REQUIREMENTS —
**a)** From the packfile patch reply, extract the passage from "On Thu, Aug" to "doing so ;-).".
**b)** In the packfile patch reply, where did the new pack end up before the change, prior to being installed?

Re: [PATCH v2 12/16] packfile: introduce function to load and add packfiles

[Date Prev][Date Next][Thread Prev][Thread Next][Date Index][Thread Index]

 



On Thu, Aug 21, 2025 at 09:39:10AM +0200, Patrick Steinhardt wrote:
> We have a recurring pattern where we essentially perform an upsert of a
> packfile in case it isn't yet known by the packfile store. The logic to
> do so is non-trivial as we have to reconstruct the packfile's key, check
> the map of packfiles, then create the new packfile and finally add it to
> the store.
>
> Introduce a new function that does this dance for us. Refactor callsites
> to use it.

Nice, I have definitely noticed this pattern before and thought it would
be nice to DRY it up a bit, but never got around to doing so ;-).

> Signed-off-by: Patrick Steinhardt <ps@xxxxxx>
> ---
>  builtin/fast-import.c |  4 ++--
>  builtin/index-pack.c  | 10 +++-------
>  midx.c                | 18 ++----------------
>  packfile.c            | 44 +++++++++++++++++++++++++++++++-------------
>  packfile.h            |  8 ++++++++
>  5 files changed, 46 insertions(+), 38 deletions(-)
>
> diff --git a/builtin/fast-import.c b/builtin/fast-import.c
> index e9d82b31c3..a26e79689d 100644
> --- a/builtin/fast-import.c
> +++ b/builtin/fast-import.c
> @@ -897,11 +897,11 @@ static void end_packfile(void)
>  		idx_name = keep_pack(create_index());
>
>  		/* Register the packfile with core git's machinery. */
> -		new_p = add_packed_git(pack_data->repo, idx_name, strlen(idx_name), 1);
> +		new_p = packfile_store_load_pack(pack_data->repo->objects->packfiles,
> +						 idx_name, 1);
>  		if (!new_p)
>  			die("core git rejected index %s", idx_name);
>  		all_packs[pack_id] = new_p;
> -		packfile_store_add_pack(the_repository->objects->packfiles, new_p);

OK, we can now avoid calling packfile_store_add_pack() explicitly here,
since that is part of the new packfile_store_load_pack() function which
is called a few lines up. That does change the order of operations a
little bit (previously the new pack would end up in 'all_packs' first
before being installed, now it's the other way around), but not in a way
that I think matters.

DATA BLOCK —
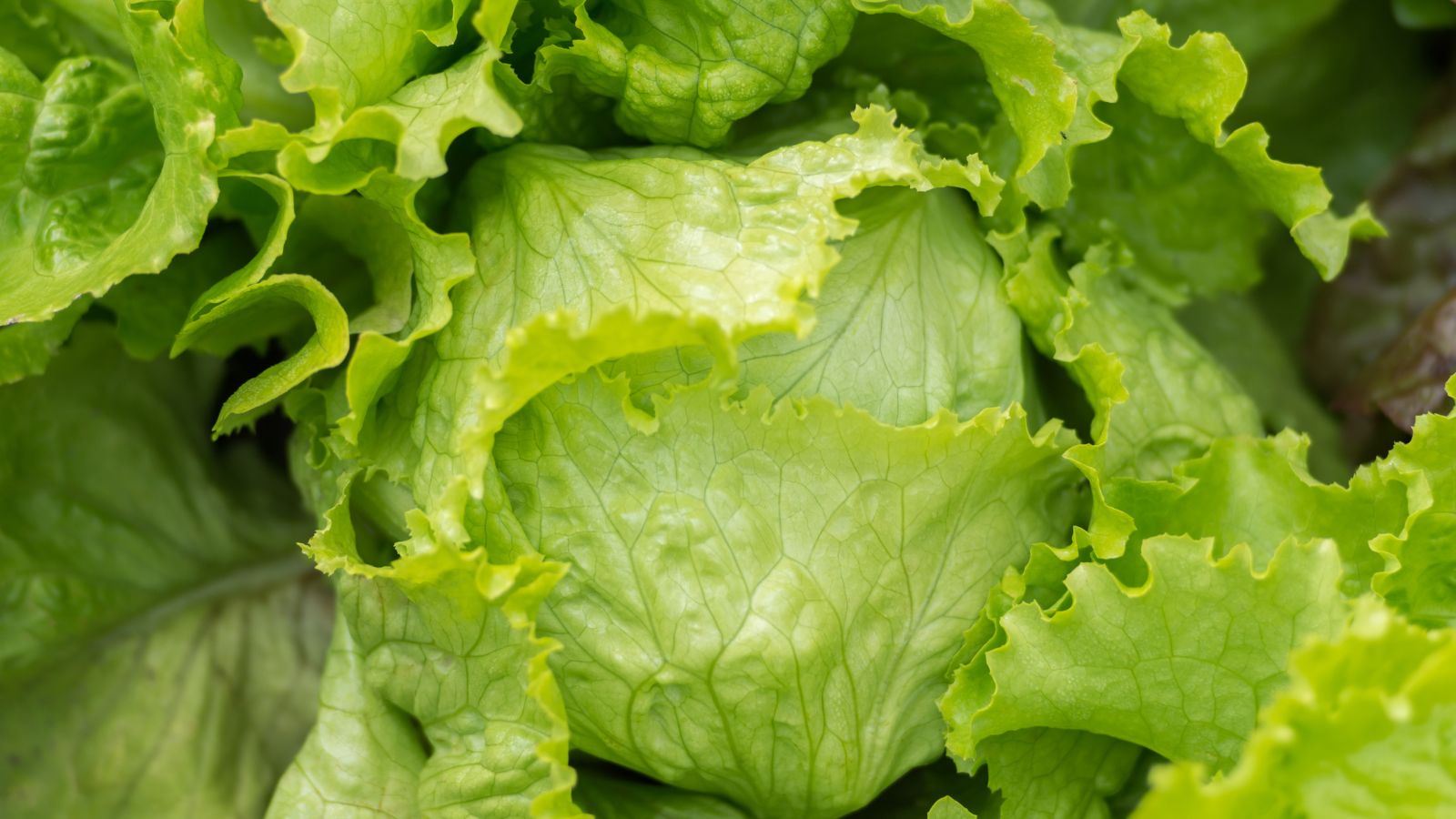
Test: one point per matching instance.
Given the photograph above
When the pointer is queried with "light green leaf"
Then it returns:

RESULTS OF THE TASKS —
**a)**
On Thu, Aug 21, 2025 at 09:39:10AM +0200, Patrick Steinhardt wrote:
> We have a recurring pattern where we essentially perform an upsert of a
> packfile in case it isn't yet known by the packfile store. The logic to
> do so is non-trivial as we have to reconstruct the packfile's key, check
> the map of packfiles, then create the new packfile and finally add it to
> the store.
>
> Introduce a new function that does this dance for us. Refactor callsites
> to use it.

Nice, I have definitely noticed this pattern before and thought it would
be nice to DRY it up a bit, but never got around to doing so ;-).

**b)** In 'all_packs'.